------ DATA TO USE ------

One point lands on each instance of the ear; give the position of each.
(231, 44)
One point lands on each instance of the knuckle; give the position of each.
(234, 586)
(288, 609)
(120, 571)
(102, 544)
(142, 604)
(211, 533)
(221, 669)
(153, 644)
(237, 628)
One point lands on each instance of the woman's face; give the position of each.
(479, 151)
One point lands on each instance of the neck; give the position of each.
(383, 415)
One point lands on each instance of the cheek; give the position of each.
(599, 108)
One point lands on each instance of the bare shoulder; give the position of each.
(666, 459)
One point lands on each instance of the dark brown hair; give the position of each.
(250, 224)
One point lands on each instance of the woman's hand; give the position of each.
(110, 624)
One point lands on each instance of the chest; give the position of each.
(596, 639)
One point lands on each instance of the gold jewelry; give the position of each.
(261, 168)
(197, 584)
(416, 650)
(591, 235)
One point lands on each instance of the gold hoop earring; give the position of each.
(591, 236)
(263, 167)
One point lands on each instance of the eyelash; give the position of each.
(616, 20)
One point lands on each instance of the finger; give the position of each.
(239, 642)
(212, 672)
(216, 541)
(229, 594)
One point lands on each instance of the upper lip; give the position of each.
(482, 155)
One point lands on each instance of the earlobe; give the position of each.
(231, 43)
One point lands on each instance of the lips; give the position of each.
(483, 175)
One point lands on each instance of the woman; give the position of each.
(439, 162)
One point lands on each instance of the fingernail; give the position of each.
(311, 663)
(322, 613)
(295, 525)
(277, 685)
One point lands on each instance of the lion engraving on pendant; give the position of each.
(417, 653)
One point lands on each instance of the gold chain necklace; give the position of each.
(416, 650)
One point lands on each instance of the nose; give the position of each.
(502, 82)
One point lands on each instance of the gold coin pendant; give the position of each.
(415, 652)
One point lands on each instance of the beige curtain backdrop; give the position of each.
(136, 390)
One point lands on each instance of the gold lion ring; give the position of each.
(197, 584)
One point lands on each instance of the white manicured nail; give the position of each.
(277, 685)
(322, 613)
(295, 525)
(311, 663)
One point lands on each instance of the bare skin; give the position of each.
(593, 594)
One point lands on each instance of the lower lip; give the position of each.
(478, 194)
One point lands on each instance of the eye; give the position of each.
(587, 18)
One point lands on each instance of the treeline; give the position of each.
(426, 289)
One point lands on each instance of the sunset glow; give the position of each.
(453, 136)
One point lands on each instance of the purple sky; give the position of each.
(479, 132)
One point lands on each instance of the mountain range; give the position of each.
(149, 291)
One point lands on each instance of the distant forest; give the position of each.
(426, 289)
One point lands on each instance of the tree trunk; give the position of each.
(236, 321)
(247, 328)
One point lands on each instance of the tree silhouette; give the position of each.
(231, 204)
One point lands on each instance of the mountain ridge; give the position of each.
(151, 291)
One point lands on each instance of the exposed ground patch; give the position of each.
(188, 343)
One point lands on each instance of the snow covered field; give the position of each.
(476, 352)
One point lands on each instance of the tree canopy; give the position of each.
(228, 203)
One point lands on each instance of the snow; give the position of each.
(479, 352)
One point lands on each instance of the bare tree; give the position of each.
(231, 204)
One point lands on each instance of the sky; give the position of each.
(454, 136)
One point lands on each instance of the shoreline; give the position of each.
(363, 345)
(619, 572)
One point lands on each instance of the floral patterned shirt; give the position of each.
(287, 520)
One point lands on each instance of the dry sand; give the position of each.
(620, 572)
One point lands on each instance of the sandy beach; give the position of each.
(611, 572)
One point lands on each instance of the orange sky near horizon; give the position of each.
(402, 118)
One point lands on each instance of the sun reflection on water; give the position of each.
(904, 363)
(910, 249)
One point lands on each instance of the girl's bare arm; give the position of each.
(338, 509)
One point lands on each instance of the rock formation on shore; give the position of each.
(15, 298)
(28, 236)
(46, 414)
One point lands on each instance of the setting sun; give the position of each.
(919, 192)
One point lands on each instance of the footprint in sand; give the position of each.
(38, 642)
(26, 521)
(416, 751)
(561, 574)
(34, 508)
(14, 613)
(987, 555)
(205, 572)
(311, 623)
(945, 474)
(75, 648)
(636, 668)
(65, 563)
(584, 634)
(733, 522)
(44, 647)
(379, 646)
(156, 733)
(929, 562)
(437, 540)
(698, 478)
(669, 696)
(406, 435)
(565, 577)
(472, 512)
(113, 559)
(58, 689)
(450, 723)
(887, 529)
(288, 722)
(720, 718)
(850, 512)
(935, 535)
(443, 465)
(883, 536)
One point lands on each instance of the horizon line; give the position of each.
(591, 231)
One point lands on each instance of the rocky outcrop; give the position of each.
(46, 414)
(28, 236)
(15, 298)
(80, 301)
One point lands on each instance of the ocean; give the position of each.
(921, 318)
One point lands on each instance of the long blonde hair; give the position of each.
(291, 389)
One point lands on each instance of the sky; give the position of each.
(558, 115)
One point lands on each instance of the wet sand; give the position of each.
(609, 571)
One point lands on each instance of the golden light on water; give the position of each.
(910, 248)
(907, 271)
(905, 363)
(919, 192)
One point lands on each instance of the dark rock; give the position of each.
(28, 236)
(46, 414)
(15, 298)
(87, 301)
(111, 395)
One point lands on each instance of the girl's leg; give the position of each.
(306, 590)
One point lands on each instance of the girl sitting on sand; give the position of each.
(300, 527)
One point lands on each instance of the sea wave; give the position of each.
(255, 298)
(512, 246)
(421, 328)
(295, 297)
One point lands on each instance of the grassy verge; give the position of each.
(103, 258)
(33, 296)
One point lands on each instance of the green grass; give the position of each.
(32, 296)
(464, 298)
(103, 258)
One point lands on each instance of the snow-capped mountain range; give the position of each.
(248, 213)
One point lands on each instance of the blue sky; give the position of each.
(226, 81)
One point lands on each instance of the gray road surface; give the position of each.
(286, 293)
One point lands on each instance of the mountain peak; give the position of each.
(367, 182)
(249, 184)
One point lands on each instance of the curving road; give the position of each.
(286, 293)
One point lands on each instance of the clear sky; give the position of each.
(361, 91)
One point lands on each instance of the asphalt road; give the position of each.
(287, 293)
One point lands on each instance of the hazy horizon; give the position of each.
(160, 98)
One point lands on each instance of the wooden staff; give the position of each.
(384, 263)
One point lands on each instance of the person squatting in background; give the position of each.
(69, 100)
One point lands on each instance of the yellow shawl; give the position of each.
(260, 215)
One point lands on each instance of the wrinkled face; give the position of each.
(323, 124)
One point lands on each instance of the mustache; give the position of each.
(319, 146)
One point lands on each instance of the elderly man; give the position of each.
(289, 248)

------

Please restate the material above exactly, line by line.

EXERCISE RESPONSE>
One point lands on each instance of the ear; give the position of each.
(231, 44)
One point lands on each instance of the knuckle; give the position of each.
(234, 586)
(288, 609)
(120, 571)
(102, 544)
(142, 604)
(211, 533)
(221, 669)
(153, 644)
(237, 628)
One point lands on each instance of the woman's face; give the position of each.
(479, 151)
One point lands on each instance of the neck; give the position of each.
(383, 415)
One point lands on each instance of the cheek; give the position of each.
(599, 108)
One point lands on each instance of the bare shoulder; give the position of each.
(666, 459)
One point lands on each instance of the dark brown hair; give the position of each.
(250, 224)
One point lands on each instance of the woman's hand; give the position of each.
(110, 624)
One point lands on each instance of the chest; give the position of each.
(596, 639)
One point lands on each instance of the gold jewelry; give the position of each.
(261, 168)
(197, 584)
(416, 650)
(591, 235)
One point lands on each instance of the gold hoop earring; give the position of each.
(591, 236)
(263, 167)
One point lands on each instance of the eyelash; give the position of each.
(616, 20)
One point lands on each instance of the finger; give the position of each.
(239, 642)
(212, 672)
(216, 541)
(229, 594)
One point lands on each instance of the upper lip; give the position of each.
(482, 155)
One point lands on each instance of the earlobe; give the position of each.
(231, 43)
One point lands on each instance of the lips; give the position of each.
(483, 175)
One point lands on each instance of the woman; give the position of each.
(439, 162)
One point lands on each instance of the fingernail; give the position of each.
(311, 663)
(322, 613)
(295, 525)
(277, 685)
One point lands on each instance of the lion engraving on pendant; give the position of each.
(417, 653)
One point lands on each instance of the gold chain necklace; give the position of each.
(416, 650)
One point lands on each instance of the nose; give the position of each.
(502, 82)
One point lands on each instance of the gold coin pendant; give the position of each.
(415, 652)
One point lands on each instance of the beige curtain backdrop; give the position of each.
(136, 390)
One point lands on each instance of the gold lion ring; give the position of each.
(197, 584)
One point lands on each instance of the white manicured nail; give the position of each.
(277, 685)
(322, 613)
(295, 525)
(311, 663)
One point lands on each instance of the bare skin; give the position of each.
(593, 594)
One point lands on each instance of the lower lip; give the position of each.
(478, 194)
One point lands on each instance of the eye; give the position of each.
(587, 18)
One point lands on each instance of the treeline; give the position of each.
(426, 289)
One point lands on each instance of the sunset glow; give the position of each.
(453, 136)
One point lands on each instance of the purple sky; give the position of each.
(479, 132)
One point lands on each instance of the mountain range; give the position of each.
(149, 291)
One point lands on each instance of the distant forest; give the position of each.
(426, 289)
One point lands on each instance of the tree trunk; give the position of each.
(236, 321)
(247, 328)
One point lands on each instance of the tree silhouette; give the position of each.
(231, 204)
One point lands on each instance of the mountain ridge; give the position of each.
(151, 291)
One point lands on each instance of the exposed ground patch; give the position of each.
(188, 343)
One point lands on each instance of the snow covered field; give the position of each.
(476, 352)
One point lands on each instance of the tree canopy; give the position of each.
(228, 203)
One point lands on each instance of the snow; give the position of each.
(479, 352)
One point lands on each instance of the bare tree; give the position of each.
(231, 204)
One point lands on each instance of the sky; give the position of each.
(454, 136)
One point lands on each instance of the shoreline; give the position of each.
(363, 345)
(619, 572)
One point lands on each instance of the floral patterned shirt; give the position of each.
(287, 520)
One point lands on each instance of the dry sand; give the position of each.
(620, 572)
One point lands on each instance of the sandy beach; give the position of each.
(611, 572)
One point lands on each instance of the orange sky near horizon; give the position of each.
(402, 118)
One point lands on each instance of the sun reflection on water; give the position of each.
(904, 363)
(910, 249)
One point lands on each instance of the girl's bare arm; give the position of each.
(338, 509)
One point lands on each instance of the rock formation on shore; give the position of each.
(15, 298)
(28, 236)
(46, 414)
One point lands on each instance of the setting sun; give the position of each.
(919, 192)
One point lands on each instance of the footprint in sand; give the position of each.
(38, 642)
(26, 521)
(416, 751)
(561, 574)
(34, 508)
(14, 613)
(987, 555)
(205, 572)
(311, 623)
(945, 474)
(75, 648)
(636, 668)
(65, 563)
(584, 634)
(733, 522)
(44, 647)
(379, 646)
(156, 733)
(929, 562)
(437, 540)
(698, 478)
(669, 696)
(406, 435)
(565, 577)
(472, 512)
(113, 559)
(58, 689)
(450, 723)
(887, 529)
(288, 722)
(720, 718)
(850, 512)
(935, 535)
(443, 465)
(883, 536)
One point lands on each instance of the horizon line; give the position of each.
(591, 231)
One point lands on each instance of the rocky outcrop; give the position of each.
(46, 414)
(28, 236)
(15, 298)
(80, 301)
One point lands on each instance of the ocean; give the position of each.
(921, 318)
One point lands on each instance of the long blonde hair; give the position of each.
(291, 389)
One point lands on each instance of the sky; give the position of each.
(558, 115)
One point lands on each instance of the wet sand; give the position of each.
(609, 571)
One point lands on each instance of the golden light on water; give the position of each.
(910, 248)
(907, 271)
(905, 363)
(919, 192)
One point lands on each instance of the dark rock; give the position of each.
(28, 236)
(46, 414)
(15, 298)
(87, 301)
(111, 395)
One point lands on each instance of the girl's leg; give the position of each.
(306, 590)
One point lands on each instance of the girl sitting on sand; give the position of each.
(300, 527)
One point lands on each instance of the sea wave; give the position of each.
(255, 298)
(512, 246)
(421, 328)
(295, 297)
One point lands on each instance of the grassy verge; give the position of each.
(103, 258)
(33, 296)
One point lands on each instance of the green grass; give the position of each.
(32, 296)
(464, 298)
(103, 258)
One point lands on each instance of the snow-capped mountain range; give the position of each.
(248, 213)
One point lands on each instance of the blue sky; give the position of each.
(226, 81)
One point lands on each instance of the gray road surface; give the position of each.
(286, 293)
One point lands on each instance of the mountain peak; give the position of each.
(367, 182)
(249, 184)
One point lands on each instance of the curving road; give the position of each.
(286, 293)
One point lands on each instance of the clear sky; give the position of each.
(361, 91)
One point lands on each instance of the asphalt road; give the position of each.
(287, 293)
One point lands on each instance of the hazy horizon; give the position of each.
(160, 98)
One point lands on each instance of the wooden staff; give the position of each.
(384, 263)
One point lands on each instance of the person squatting in background; give the position of each.
(69, 100)
One point lands on each instance of the yellow shawl; give the position of each.
(260, 215)
One point lands on each instance of the wrinkled face; give the position of each.
(323, 124)
One point lands on each instance of the mustache; give the position of each.
(319, 146)
One point lands on each instance of the elderly man; give the position of each.
(289, 248)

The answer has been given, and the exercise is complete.